----- Records provided
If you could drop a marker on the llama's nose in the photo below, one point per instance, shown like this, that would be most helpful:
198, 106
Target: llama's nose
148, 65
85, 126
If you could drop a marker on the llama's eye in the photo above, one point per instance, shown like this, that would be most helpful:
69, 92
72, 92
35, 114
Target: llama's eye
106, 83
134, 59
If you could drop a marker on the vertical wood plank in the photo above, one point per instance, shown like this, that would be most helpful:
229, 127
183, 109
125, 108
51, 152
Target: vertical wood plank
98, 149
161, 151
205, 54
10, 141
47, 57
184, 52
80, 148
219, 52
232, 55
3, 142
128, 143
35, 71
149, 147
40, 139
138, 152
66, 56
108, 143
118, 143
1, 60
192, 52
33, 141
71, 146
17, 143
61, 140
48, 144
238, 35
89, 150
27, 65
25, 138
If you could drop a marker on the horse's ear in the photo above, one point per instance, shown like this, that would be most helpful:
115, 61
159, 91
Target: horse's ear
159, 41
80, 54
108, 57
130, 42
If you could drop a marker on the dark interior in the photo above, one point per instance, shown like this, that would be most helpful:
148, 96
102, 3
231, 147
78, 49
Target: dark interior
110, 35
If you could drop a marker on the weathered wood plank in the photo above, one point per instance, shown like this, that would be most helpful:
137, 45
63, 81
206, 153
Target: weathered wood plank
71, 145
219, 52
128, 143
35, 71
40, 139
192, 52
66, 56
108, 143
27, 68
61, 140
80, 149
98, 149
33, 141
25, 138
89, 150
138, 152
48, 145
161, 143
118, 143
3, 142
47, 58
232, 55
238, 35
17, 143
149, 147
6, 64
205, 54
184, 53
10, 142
----------
== Your assignment ==
Using the records above, state how many lines contain "most"; a single number is the whole answer.

== Exercise answer ==
6